— Kaynak Metin —
---------------
6 Ekim 2012 Cumartesi

Yâ Rab bize ihsân et vuslat yolunu göster


Yâ Rab bize ihsân et vuslat yolunu göster,
Sûrette koma cân et uzlet yolunu göster.
Eyledi hevâ gâret oldu işimiz âdet,
Dergâhın ulu gâyet kudret yolunu göster.
Nefsimi hevâdan kes, kalbimi riyâdan kes,
Meylimi sivâdan kes halvet yolunu göster.
Candan sana tâlip kıl her tâate râğıp kıl
Bir Pîre musâhib kıl hizmet yolunu göster.
Tâ’lim edip esmâyı bildir bize eşyâyı,
Duymaya “Ev ednâ” yı hikmet yolunu göster.
Hâr içre biter gülzâr, zâr içre doğar envâr,
Her şeyde tecellîn var rü’yet yolunu göster.
Şu kim ola vuslatta, halvet bula celvette,
Bu Mısrî’ye kesrette vahdet yolunu göster.

Yâ Rab bize ihsân et vuslat yolunu göster,
Sûrette koma cân et uzlet yolunu göster.

Yâ Rabbi! Bize ihsân et vuslat yolunu göster,
Surette koma cân et uzlet yolunu göster.

Ya rabbi bize ihsan et sana kavuşma yolunu göster. Bu kavuşma yolu ancak ledün ilmi ile olur. Çünkü bu yol peygamber efendimizin özel ilmidir. Sır ilmi olarak ta bilinen bu yol çok zorlu ve çetindir. Kişi önce ortada olan bir benlik davasını yok etmelidir. Bu benin kırılması oldukça zordur. Fakat imkânsız değildir. Kişi bütün varlığını hakka döndürerek önce fiillerinde, sonra sıfatlarında ve en son olarak mevcudatında yok olmalıdır. Çünkü yokluğu giymeyen varlığa ulaşamaz. Saf bir yokluk için de kişi kendi içerisinde yolculuk yaparak kendisinde gizli olan esas beni yani hakkı bulmalıdır.
---------------
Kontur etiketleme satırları
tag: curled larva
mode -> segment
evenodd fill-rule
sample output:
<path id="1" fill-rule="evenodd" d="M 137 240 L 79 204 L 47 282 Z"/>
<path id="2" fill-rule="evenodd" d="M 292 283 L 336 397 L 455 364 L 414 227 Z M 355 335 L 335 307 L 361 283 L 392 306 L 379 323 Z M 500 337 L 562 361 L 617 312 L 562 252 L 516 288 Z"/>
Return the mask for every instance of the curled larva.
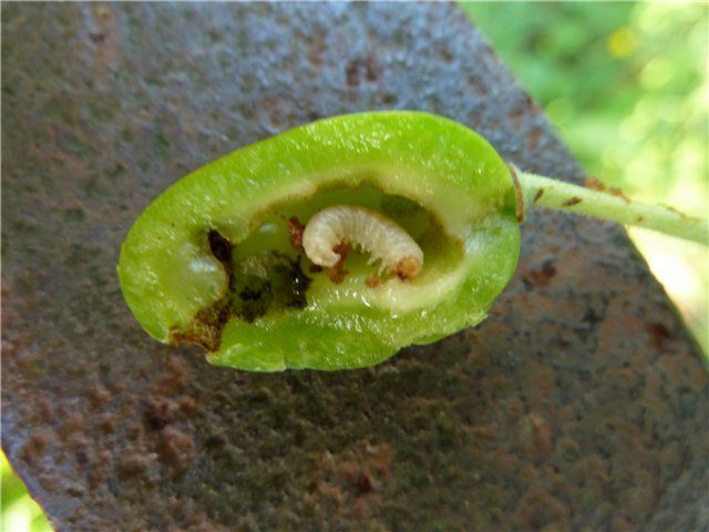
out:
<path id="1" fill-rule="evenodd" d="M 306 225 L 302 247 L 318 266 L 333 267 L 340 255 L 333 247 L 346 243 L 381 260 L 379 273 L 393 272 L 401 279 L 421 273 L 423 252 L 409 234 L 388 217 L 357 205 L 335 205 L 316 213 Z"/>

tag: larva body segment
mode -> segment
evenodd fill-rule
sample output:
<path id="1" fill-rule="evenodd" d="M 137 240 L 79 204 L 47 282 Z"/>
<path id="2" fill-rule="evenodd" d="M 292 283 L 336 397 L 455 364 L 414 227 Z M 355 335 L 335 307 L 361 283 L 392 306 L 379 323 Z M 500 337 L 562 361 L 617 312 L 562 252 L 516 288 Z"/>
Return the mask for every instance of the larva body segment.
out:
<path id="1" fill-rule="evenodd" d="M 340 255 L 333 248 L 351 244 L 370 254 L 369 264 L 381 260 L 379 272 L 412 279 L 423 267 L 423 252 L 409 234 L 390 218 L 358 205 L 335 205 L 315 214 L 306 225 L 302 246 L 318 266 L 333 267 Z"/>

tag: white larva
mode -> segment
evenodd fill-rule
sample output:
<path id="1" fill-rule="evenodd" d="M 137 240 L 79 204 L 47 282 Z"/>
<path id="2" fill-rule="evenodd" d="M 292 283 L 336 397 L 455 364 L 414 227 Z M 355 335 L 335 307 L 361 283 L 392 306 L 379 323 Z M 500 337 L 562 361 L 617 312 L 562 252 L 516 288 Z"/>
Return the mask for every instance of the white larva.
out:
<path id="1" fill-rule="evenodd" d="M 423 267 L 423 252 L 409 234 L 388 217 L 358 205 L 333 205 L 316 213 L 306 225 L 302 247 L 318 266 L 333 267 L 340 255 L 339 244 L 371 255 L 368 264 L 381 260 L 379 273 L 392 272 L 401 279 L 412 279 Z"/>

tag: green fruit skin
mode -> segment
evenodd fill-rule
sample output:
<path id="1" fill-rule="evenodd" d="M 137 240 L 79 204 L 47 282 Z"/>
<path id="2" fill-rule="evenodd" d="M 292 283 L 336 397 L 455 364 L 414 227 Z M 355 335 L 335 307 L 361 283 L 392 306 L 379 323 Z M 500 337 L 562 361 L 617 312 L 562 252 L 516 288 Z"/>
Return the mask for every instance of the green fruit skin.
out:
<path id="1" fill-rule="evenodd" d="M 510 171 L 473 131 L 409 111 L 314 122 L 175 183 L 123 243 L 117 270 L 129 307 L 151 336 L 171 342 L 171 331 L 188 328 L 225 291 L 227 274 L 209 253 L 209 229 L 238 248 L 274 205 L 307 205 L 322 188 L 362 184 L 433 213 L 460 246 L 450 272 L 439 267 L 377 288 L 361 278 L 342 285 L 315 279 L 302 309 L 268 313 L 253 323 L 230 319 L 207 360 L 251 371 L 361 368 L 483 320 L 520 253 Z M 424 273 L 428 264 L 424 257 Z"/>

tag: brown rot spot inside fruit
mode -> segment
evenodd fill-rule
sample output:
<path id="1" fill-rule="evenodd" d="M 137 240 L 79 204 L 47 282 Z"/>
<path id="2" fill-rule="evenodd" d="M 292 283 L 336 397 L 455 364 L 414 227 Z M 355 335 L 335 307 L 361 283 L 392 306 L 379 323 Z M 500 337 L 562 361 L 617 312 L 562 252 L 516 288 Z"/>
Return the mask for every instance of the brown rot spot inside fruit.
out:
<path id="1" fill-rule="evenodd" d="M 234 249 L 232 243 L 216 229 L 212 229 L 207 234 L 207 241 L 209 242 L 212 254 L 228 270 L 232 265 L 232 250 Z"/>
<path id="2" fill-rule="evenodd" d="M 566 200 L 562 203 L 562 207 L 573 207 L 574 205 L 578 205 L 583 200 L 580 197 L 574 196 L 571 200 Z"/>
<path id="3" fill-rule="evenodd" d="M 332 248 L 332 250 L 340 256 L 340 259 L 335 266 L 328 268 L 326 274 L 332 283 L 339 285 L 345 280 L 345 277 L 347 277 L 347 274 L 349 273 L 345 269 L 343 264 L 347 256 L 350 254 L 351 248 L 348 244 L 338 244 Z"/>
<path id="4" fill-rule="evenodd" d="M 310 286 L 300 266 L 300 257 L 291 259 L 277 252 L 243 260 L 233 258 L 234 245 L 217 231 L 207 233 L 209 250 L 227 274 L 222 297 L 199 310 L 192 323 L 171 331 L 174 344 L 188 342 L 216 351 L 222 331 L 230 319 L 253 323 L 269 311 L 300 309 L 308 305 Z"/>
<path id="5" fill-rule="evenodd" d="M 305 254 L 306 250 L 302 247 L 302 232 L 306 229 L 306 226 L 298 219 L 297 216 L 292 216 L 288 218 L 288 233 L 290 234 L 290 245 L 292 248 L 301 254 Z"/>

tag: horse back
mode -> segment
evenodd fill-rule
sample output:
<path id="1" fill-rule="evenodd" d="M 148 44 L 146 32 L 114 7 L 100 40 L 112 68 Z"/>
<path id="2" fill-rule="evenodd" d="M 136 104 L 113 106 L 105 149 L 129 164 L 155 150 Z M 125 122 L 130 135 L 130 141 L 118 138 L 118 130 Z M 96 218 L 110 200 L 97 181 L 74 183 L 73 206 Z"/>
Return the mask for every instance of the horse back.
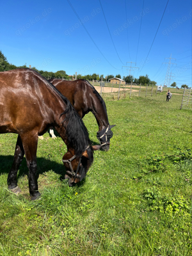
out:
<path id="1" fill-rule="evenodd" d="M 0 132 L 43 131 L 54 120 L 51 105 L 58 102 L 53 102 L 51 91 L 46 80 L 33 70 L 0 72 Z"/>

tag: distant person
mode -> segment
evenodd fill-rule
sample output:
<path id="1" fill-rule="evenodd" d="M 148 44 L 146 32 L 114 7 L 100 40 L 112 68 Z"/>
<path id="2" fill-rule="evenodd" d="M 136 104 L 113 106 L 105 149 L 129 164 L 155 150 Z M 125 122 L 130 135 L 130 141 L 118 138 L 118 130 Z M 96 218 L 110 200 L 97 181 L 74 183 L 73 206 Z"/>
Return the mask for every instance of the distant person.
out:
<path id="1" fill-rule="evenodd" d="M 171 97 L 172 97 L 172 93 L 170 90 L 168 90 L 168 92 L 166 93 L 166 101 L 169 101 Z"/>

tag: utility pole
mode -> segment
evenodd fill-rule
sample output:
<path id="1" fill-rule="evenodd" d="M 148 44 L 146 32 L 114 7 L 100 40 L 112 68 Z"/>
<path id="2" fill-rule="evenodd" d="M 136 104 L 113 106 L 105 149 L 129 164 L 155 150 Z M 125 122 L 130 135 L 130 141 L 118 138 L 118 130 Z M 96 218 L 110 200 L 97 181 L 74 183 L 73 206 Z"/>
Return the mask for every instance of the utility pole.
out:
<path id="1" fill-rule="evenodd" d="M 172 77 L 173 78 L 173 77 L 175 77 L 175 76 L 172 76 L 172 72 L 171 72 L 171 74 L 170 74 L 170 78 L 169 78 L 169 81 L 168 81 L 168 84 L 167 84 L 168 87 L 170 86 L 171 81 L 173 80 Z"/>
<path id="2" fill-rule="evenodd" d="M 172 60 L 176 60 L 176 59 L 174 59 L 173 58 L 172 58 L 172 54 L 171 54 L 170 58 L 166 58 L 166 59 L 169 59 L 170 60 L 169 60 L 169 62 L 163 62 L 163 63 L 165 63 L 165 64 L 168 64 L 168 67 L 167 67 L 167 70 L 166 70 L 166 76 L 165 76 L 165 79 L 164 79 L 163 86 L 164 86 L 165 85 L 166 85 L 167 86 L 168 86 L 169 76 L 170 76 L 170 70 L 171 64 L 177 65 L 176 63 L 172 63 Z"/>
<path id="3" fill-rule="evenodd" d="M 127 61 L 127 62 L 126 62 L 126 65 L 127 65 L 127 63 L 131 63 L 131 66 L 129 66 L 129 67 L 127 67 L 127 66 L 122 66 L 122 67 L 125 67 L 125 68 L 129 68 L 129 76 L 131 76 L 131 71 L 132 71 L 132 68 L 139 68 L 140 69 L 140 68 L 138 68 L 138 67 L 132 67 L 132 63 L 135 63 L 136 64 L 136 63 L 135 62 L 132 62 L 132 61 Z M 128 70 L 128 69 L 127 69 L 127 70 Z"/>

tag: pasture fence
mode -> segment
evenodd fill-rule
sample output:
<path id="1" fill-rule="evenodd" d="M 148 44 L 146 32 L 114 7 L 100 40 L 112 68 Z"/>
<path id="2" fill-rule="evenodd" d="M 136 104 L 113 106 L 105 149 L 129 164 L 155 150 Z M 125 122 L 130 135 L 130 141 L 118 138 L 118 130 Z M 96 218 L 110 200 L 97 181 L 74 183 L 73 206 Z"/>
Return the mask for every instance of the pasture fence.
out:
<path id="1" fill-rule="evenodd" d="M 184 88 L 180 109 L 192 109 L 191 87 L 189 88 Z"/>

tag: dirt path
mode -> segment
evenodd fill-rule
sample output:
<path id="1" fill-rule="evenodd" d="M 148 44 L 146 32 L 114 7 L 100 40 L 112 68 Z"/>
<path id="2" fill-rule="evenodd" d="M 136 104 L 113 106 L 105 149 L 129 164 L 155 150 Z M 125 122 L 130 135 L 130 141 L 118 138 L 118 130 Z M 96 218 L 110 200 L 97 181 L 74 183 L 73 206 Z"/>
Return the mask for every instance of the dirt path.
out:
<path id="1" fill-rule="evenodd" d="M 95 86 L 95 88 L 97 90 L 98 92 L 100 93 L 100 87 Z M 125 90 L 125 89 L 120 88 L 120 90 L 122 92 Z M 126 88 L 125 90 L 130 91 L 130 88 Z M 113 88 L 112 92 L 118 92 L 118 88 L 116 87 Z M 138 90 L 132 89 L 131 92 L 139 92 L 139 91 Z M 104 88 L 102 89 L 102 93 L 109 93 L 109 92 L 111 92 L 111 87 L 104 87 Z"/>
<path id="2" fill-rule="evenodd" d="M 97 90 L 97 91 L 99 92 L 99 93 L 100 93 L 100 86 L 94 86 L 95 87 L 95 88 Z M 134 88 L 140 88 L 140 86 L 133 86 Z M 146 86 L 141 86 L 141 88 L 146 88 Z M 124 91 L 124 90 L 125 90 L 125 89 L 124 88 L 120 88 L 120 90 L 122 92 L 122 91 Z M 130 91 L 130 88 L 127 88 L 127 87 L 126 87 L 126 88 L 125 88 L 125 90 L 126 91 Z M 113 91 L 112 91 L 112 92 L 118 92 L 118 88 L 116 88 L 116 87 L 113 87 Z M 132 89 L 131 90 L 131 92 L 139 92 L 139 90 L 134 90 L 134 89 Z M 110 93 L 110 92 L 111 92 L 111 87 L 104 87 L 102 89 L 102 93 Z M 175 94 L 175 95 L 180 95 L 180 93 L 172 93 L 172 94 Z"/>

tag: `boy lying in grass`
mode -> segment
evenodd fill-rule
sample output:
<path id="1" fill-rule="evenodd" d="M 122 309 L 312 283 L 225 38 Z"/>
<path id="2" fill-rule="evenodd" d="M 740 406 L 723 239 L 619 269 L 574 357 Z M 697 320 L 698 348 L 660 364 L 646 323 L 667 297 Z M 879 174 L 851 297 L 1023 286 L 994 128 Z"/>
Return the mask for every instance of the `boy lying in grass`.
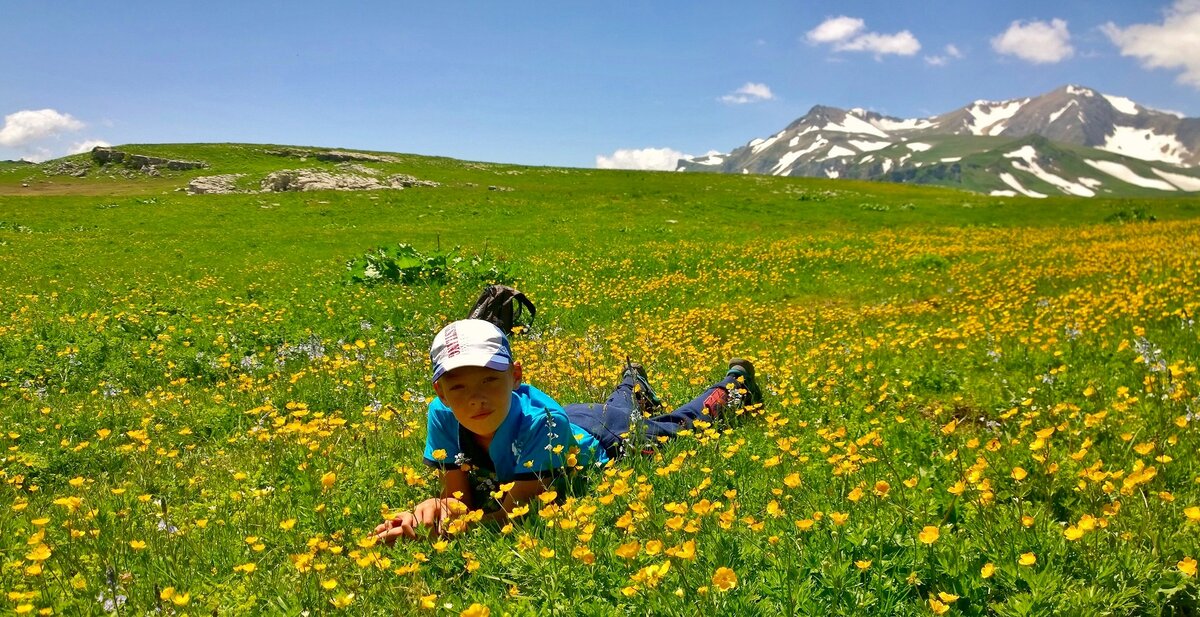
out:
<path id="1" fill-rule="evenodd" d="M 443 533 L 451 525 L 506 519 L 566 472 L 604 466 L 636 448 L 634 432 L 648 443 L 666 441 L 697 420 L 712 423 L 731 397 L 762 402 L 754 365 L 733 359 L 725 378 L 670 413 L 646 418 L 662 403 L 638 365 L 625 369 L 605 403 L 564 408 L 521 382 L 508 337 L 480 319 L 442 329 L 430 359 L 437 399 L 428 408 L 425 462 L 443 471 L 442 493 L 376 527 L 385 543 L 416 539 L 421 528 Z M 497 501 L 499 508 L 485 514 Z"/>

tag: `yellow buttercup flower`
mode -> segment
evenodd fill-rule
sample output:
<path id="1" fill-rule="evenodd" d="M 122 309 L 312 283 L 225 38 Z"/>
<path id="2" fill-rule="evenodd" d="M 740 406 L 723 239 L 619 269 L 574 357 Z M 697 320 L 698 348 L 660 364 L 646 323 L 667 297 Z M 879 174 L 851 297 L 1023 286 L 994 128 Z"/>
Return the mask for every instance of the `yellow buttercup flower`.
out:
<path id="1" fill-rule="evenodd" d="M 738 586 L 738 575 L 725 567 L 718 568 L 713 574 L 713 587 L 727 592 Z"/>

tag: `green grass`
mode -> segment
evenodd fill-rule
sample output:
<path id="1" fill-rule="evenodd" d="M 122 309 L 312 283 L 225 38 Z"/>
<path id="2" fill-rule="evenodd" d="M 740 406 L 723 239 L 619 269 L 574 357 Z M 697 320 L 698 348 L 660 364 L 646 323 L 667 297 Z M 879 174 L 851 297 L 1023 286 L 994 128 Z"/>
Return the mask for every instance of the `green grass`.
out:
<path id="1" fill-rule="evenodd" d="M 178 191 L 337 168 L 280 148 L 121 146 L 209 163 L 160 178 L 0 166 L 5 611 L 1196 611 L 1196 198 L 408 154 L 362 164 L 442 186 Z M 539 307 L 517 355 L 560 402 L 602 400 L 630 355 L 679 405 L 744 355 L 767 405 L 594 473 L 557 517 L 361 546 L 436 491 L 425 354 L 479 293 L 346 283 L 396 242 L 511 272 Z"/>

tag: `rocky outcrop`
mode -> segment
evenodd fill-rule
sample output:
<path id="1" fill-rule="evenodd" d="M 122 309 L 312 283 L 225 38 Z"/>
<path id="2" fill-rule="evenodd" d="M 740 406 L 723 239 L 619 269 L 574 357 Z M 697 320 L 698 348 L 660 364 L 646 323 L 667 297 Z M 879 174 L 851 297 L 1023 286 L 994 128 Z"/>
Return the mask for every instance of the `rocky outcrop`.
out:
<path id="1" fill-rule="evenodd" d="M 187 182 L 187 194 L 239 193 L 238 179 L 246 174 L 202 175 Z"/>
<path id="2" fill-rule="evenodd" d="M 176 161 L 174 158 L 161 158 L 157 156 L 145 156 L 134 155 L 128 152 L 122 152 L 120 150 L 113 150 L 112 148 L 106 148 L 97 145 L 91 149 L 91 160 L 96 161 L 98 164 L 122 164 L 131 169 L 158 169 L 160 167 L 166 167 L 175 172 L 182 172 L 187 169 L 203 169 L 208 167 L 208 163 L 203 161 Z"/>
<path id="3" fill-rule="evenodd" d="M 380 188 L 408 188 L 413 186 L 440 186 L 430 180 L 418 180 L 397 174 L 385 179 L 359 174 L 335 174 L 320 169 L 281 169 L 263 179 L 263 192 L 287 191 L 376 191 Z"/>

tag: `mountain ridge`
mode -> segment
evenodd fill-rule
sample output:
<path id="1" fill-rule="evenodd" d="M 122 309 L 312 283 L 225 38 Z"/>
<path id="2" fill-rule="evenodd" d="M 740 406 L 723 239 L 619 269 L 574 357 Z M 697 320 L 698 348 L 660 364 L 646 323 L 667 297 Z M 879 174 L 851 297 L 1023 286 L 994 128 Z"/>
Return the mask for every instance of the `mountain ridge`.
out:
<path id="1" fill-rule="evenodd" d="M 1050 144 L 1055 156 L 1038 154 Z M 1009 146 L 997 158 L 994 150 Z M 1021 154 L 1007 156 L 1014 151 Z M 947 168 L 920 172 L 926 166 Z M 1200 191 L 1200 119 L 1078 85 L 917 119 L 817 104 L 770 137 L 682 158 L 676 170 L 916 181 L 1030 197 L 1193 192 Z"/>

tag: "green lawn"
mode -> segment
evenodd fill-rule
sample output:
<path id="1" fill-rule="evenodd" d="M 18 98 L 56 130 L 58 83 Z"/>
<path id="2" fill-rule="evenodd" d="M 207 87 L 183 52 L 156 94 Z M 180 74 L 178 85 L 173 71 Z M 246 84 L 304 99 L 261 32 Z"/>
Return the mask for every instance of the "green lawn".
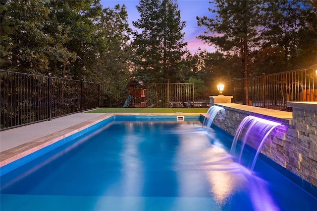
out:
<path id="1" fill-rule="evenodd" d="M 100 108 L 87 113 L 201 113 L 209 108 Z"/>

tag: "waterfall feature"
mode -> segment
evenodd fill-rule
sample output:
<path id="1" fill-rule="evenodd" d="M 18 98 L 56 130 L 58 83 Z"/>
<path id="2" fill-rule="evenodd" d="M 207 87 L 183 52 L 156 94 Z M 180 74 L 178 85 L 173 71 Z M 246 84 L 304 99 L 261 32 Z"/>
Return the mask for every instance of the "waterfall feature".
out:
---------------
— Yapılacak İş —
Kaynak metne göre aşağıdaki soruları yanıtlayınız:
(a) Açıklama kısmına göre kavuşma yolu ancak ne ile olur?
(b) "Hâr içre biter" ifadesiyle başlayan dizede diken içinde ne biter?
(c) Açıklama kısmına göre kişi önce neyi yok etmelidir?
Yalnızca kaynak metinden yararlanınız.

— Çözüm —
(a) Ledün ilmi ile.
(b) Gülzâr.
(c) Ortada olan bir benlik davasını.